In the broadest terms, people like to view the Internet as a cloud, you put your data in one place, it comes out the place you want it to on the other side. In reality the internet is tens of thousands kilometers of fiber optic cable, hundreds of thousands to millions of kilometers of copper wire, and hardware and software connecting them all together in a redundant, fast, and self-sufficient network. But not to worry, it’s not that bad: you only have to worry about a very small portion of the network, you can let someone else worry about the rest, and you even get someone to yell at when things go wrong.
The information from this section is reused throughout the rest of the course.
Because the internet feels like smoke and mirrors to a lot of people, a concrete physical metaphor could be very helpful in explaining both the parts of the internet and how it all comes together. The best metaphors to use are: how good old fashion snail mail is transferred around and the network of roads crossing the country. Lets start with your house. Houses have 2 ways to describe them, they have a physical description, “My House has a red brick first floor, white siding on the second floor, a maple to it’s left, and a maple in the left side of the front yard.” this is a description that is fixed and (fairly) hard to change. On the internet, this would be your computers MAC Address Or you can describe it by the street address assigned to it by your City or County and the US Postal Service, as in 833 Montlieu Avenue, High Point, NC 27262.
Your Local US Postal Service is a set of buildings that route letters and packages between different post offices. Stuff goes into one Post Office and gets routed from that office, to a distribution center. The distribution center then sends it to another major distribution center and so on until it reaches the distribution center that serves the remote Post Office. It is then sent to the remote Post Office and then to the house that it needs to go to.

++++++++++

Directive 1: Copy out the listing from the line with "Segment every instance of the window" up to and including the line with "[[[435,828],[435,905],[466,904],[466,808]]]", and leave the pictures out.

++++++++++

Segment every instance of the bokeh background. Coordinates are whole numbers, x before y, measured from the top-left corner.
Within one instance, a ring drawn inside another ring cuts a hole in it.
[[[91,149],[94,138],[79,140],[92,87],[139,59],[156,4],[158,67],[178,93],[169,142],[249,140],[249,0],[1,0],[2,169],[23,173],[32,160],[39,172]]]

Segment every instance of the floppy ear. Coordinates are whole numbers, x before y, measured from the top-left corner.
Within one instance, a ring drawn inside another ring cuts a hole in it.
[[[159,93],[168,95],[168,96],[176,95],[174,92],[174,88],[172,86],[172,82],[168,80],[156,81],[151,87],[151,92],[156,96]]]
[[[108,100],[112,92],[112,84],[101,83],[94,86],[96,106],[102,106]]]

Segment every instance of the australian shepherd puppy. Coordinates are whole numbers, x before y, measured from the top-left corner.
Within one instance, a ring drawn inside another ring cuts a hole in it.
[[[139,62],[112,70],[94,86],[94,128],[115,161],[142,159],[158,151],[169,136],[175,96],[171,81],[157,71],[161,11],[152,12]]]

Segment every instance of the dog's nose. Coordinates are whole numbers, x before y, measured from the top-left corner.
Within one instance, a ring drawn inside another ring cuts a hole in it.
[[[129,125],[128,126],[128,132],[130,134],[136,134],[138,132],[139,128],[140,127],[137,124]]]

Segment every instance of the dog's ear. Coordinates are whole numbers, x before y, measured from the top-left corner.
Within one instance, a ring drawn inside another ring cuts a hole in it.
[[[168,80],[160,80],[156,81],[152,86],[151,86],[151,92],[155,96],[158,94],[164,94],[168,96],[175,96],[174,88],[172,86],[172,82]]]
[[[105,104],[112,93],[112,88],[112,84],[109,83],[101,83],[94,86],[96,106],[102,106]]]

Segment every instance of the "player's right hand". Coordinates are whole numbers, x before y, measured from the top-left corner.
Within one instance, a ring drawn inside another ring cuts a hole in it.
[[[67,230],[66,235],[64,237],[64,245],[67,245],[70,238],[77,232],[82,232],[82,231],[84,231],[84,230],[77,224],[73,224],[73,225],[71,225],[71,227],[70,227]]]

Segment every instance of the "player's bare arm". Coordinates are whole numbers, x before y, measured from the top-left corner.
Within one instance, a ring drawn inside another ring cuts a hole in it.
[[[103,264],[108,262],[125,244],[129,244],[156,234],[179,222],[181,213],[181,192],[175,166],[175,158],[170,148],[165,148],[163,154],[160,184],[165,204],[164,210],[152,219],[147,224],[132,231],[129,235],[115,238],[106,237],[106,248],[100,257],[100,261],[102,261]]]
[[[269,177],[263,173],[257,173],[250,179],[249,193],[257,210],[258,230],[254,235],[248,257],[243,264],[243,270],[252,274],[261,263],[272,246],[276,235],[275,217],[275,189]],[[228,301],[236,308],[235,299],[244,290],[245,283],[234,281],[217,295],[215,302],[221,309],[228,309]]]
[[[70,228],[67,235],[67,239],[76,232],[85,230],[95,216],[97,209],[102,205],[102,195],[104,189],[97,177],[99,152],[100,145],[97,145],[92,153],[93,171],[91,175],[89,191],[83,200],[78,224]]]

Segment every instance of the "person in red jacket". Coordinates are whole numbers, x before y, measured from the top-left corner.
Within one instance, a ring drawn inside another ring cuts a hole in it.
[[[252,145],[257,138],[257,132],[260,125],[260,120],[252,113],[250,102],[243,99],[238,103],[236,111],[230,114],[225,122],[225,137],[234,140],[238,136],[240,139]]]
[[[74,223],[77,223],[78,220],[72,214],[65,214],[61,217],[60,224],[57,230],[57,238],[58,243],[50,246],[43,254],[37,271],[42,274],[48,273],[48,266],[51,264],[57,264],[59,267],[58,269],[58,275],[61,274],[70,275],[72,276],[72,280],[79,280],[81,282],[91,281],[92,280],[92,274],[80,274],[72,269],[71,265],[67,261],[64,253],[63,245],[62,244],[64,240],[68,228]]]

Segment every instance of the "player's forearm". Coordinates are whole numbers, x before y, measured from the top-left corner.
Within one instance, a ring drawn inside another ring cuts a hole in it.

++++++++++

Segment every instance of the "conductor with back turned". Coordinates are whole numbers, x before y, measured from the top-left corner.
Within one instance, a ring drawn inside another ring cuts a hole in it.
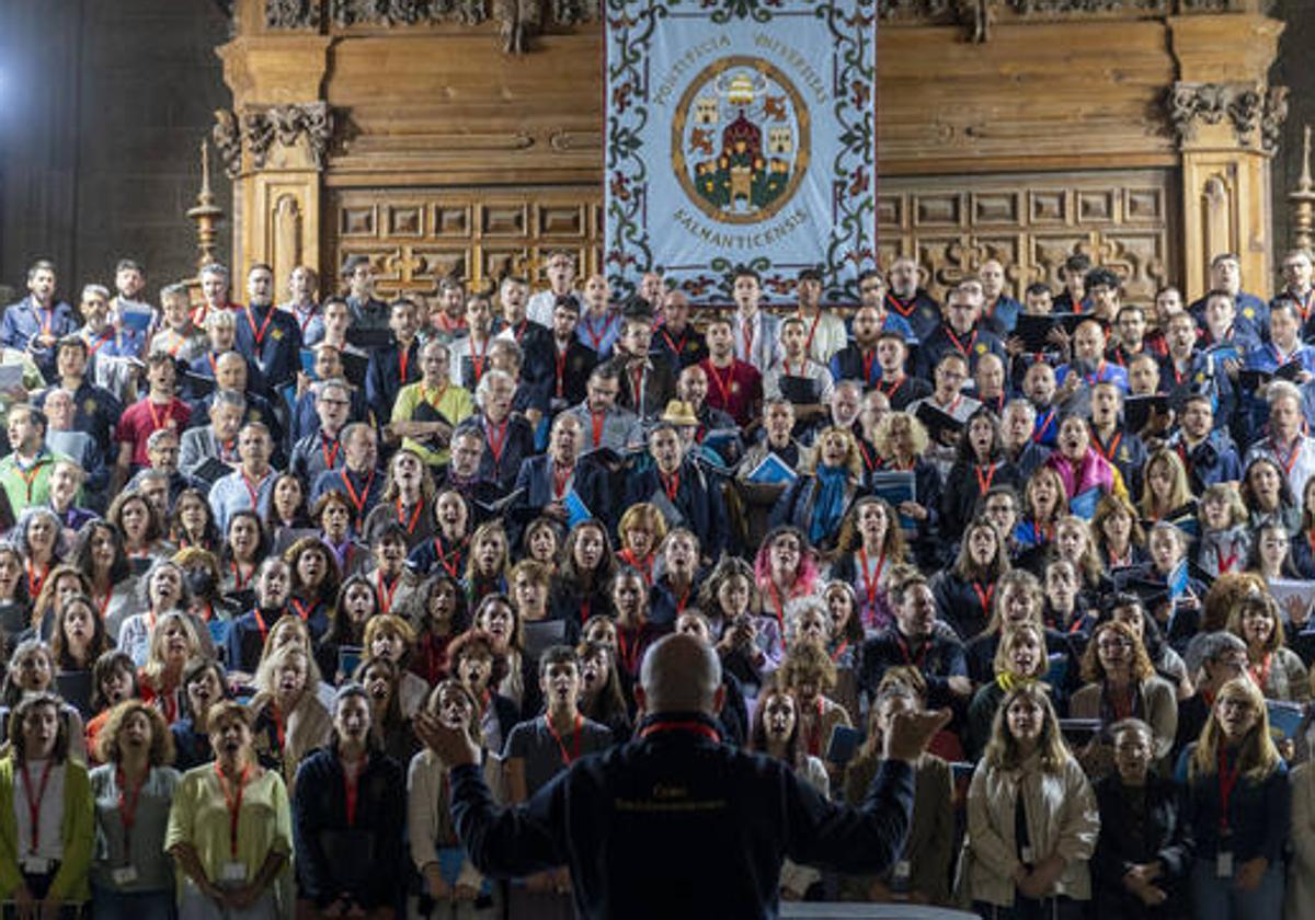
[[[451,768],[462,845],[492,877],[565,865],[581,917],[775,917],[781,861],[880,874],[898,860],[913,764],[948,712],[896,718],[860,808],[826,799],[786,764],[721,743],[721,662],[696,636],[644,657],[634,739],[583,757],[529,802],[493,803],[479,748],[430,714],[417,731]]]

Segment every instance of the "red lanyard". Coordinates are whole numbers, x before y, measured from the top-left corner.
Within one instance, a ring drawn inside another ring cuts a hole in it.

++++++++++

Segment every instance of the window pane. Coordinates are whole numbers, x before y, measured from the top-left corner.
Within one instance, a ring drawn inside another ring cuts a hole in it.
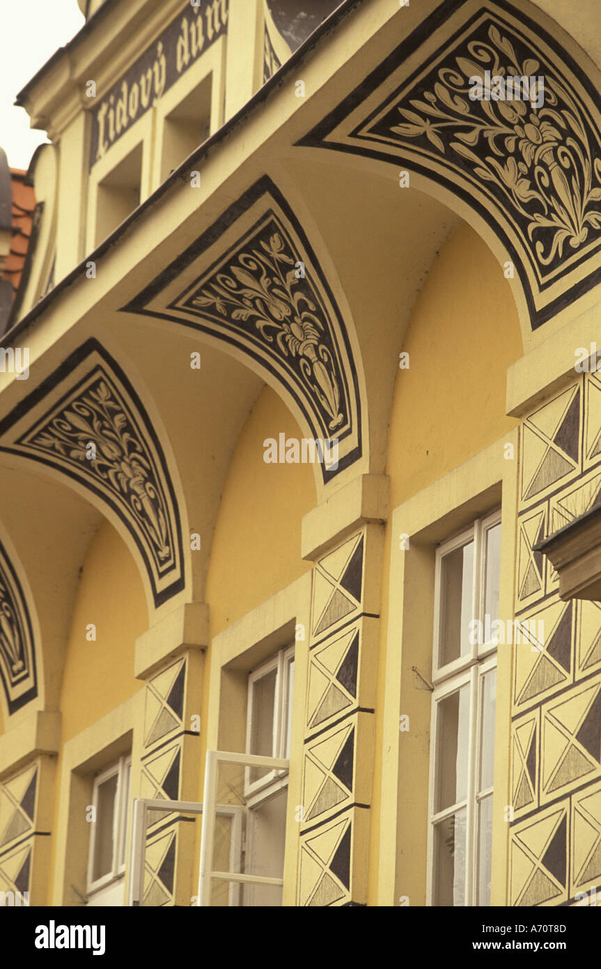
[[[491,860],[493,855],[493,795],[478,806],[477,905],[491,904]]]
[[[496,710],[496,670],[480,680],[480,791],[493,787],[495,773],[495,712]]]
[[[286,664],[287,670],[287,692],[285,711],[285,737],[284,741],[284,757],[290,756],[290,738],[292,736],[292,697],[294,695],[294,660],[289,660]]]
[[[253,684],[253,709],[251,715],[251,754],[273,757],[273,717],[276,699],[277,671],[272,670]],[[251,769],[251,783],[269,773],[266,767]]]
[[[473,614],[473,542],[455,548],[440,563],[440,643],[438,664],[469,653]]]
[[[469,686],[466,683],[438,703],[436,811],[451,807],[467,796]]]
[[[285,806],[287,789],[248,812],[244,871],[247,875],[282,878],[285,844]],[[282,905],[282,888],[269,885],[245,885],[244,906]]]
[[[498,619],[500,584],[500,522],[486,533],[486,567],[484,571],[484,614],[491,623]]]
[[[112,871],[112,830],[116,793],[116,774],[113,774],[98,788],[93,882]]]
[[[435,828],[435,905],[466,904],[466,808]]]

++++++++++

Directive 2: In the text on how the internet works, write out the passage from "Because the internet" up to and including "Point, NC 27262.", putting "postal mail" in place of "snail mail".

Worked answer 1:
Segment every instance of the window pane. Coordinates are whole numbers, x before y, measured from the top-left corner.
Within one instance, a ring drawn inside another ring cuts a hole in it.
[[[491,860],[493,855],[493,795],[478,806],[477,905],[491,904]]]
[[[496,710],[496,670],[480,680],[480,791],[493,787],[495,773],[495,712]]]
[[[286,664],[287,670],[287,692],[285,711],[285,737],[284,741],[284,757],[290,756],[290,738],[292,736],[292,697],[294,695],[294,660],[289,660]]]
[[[253,684],[253,709],[251,715],[251,754],[273,757],[273,717],[276,699],[277,671],[272,670]],[[251,769],[251,783],[269,773],[266,767]]]
[[[473,614],[473,542],[455,548],[440,563],[440,643],[438,664],[469,653]]]
[[[469,686],[466,683],[438,703],[436,811],[451,807],[467,796]]]
[[[285,806],[287,789],[248,812],[244,871],[247,875],[282,878],[285,844]],[[282,905],[282,888],[269,885],[245,885],[244,906]]]
[[[498,619],[500,584],[500,522],[486,533],[486,567],[484,571],[484,614],[491,623]]]
[[[112,871],[112,830],[116,793],[116,774],[113,774],[98,788],[93,882]]]
[[[435,828],[435,905],[466,904],[466,808]]]

Worked answer 2:
Because the internet feels like smoke and mirrors to a lot of people, a concrete physical metaphor could be very helpful in explaining both the parts of the internet and how it all comes together. The best metaphors to use are: how good old fashion postal mail is transferred around and the network of roads crossing the country. Lets start with your house. Houses have 2 ways to describe them, they have a physical description, “My House has a red brick first floor, white siding on the second floor, a maple to it’s left, and a maple in the left side of the front yard.” this is a description that is fixed and (fairly) hard to change. On the internet, this would be your computers MAC Address Or you can describe it by the street address assigned to it by your City or County and the US Postal Service, as in 833 Montlieu Avenue, High Point, NC 27262.